# Short exercise
Which lines in the listing below contain the string "street" with the same capitalization? Copy out each of those lines.

[Object position labeling entries]
◇ ◇ ◇ ◇ ◇ ◇ ◇
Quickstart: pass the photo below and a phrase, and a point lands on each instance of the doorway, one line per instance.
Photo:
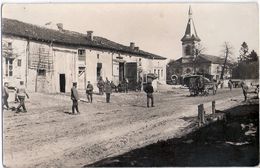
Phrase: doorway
(121, 71)
(131, 74)
(62, 83)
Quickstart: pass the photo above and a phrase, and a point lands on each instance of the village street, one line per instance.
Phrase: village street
(48, 136)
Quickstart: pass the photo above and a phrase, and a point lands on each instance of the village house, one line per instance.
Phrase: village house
(193, 61)
(49, 60)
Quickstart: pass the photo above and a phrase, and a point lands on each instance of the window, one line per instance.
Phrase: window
(9, 45)
(188, 50)
(19, 62)
(41, 72)
(81, 55)
(81, 70)
(8, 67)
(99, 67)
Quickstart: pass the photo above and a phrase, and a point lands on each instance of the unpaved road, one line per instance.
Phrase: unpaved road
(48, 136)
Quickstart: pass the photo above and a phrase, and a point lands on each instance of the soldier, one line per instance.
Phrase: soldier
(21, 93)
(126, 82)
(89, 92)
(5, 96)
(149, 92)
(245, 89)
(230, 84)
(74, 98)
(108, 90)
(100, 86)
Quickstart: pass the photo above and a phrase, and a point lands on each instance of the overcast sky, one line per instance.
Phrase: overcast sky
(155, 28)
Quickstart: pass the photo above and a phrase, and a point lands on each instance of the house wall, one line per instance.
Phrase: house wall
(19, 47)
(65, 63)
(92, 58)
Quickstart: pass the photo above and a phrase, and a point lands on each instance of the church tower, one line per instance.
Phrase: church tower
(189, 40)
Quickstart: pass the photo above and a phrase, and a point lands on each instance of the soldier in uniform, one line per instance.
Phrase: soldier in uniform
(230, 84)
(149, 92)
(5, 95)
(100, 86)
(89, 92)
(21, 93)
(74, 98)
(245, 89)
(108, 90)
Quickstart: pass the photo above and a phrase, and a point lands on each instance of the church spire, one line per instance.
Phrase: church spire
(190, 13)
(190, 32)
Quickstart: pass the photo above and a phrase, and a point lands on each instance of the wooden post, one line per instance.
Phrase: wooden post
(213, 107)
(201, 114)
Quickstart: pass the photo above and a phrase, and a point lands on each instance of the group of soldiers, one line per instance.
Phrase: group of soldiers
(20, 96)
(107, 87)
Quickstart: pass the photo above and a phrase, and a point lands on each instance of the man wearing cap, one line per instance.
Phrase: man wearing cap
(149, 92)
(74, 98)
(5, 96)
(108, 90)
(21, 93)
(245, 89)
(89, 92)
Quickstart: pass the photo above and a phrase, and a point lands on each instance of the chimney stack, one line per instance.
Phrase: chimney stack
(90, 35)
(132, 45)
(60, 26)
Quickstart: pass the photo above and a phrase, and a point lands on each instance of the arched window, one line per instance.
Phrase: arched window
(188, 70)
(188, 50)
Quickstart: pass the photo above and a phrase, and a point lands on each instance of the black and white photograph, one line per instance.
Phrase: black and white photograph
(131, 84)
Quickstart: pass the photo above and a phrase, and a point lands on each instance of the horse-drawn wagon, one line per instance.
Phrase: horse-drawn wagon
(198, 84)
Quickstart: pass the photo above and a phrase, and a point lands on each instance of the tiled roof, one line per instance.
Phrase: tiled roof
(204, 58)
(65, 37)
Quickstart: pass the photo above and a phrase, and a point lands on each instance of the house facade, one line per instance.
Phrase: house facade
(193, 61)
(50, 60)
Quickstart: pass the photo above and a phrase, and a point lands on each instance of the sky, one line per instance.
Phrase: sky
(154, 27)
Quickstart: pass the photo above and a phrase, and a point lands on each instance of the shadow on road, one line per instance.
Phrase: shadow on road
(233, 142)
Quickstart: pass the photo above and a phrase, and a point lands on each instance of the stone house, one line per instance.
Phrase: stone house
(49, 60)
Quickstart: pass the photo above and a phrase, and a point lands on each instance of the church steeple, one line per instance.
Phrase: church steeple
(190, 38)
(190, 32)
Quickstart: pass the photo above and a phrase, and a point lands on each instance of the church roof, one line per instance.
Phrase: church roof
(190, 32)
(205, 58)
(69, 38)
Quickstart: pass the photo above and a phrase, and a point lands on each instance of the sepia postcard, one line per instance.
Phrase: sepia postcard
(137, 84)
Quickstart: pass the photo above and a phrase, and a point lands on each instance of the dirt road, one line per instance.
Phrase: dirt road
(48, 136)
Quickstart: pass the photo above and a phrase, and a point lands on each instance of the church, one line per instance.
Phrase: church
(193, 61)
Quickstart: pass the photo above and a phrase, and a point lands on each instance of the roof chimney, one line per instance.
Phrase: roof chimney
(60, 26)
(132, 45)
(90, 35)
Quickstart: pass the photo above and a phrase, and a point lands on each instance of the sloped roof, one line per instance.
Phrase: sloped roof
(65, 37)
(204, 58)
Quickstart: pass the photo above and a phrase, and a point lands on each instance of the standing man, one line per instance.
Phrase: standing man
(5, 96)
(108, 90)
(245, 89)
(149, 92)
(74, 98)
(21, 93)
(230, 84)
(126, 85)
(100, 86)
(89, 92)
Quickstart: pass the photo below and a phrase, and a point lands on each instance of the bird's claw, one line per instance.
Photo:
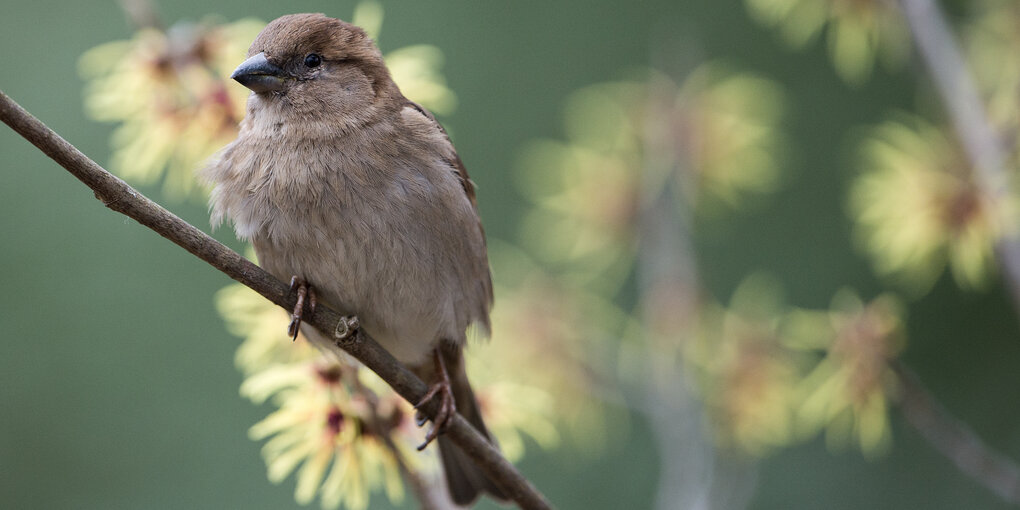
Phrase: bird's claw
(448, 406)
(347, 326)
(305, 291)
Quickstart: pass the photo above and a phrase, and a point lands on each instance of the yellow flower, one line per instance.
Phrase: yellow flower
(859, 31)
(989, 35)
(748, 377)
(716, 135)
(849, 391)
(918, 211)
(334, 413)
(171, 94)
(725, 126)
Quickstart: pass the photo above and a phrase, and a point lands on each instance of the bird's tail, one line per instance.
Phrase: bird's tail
(464, 479)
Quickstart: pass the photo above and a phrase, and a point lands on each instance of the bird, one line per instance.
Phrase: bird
(357, 196)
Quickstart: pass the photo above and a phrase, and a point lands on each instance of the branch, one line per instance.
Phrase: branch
(116, 195)
(957, 441)
(980, 141)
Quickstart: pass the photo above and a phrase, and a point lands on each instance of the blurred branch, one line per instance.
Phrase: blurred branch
(116, 195)
(430, 496)
(957, 441)
(980, 141)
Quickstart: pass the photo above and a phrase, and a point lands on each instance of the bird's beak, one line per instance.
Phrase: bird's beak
(259, 74)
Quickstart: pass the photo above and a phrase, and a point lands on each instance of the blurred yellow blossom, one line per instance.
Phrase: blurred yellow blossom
(171, 94)
(848, 393)
(718, 131)
(917, 209)
(859, 32)
(725, 125)
(747, 376)
(332, 411)
(989, 34)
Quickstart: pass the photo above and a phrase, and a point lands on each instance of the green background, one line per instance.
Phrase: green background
(117, 387)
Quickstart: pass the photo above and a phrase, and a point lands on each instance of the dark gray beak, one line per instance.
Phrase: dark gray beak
(260, 75)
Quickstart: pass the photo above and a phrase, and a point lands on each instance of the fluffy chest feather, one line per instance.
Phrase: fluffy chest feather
(380, 227)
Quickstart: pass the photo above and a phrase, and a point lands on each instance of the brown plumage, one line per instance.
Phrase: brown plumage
(337, 179)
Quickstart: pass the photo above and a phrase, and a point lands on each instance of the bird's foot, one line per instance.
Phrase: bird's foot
(448, 406)
(305, 292)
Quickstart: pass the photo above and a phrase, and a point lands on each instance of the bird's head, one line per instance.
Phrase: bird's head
(316, 65)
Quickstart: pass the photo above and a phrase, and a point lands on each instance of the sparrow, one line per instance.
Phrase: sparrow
(356, 195)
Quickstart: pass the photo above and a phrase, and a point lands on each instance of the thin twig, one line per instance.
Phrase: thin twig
(430, 496)
(956, 441)
(116, 195)
(980, 141)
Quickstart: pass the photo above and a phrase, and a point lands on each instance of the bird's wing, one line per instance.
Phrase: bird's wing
(454, 161)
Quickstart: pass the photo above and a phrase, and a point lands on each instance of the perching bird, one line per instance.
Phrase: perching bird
(341, 182)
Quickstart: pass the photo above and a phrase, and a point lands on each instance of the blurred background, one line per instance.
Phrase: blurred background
(741, 260)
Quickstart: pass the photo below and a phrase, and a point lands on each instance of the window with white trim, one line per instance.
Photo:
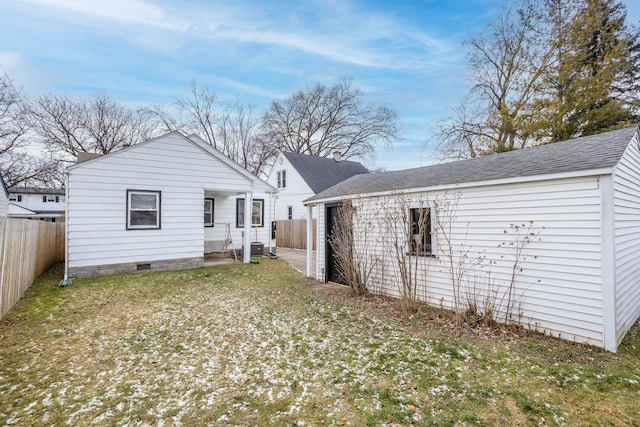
◇ ◇ ◇ ◇ ◇ ◇ ◇
# Task output
Quickstart: pass the photo above and a phrase, and a point lands on each instance of the village street, one line per instance.
Phrase: village street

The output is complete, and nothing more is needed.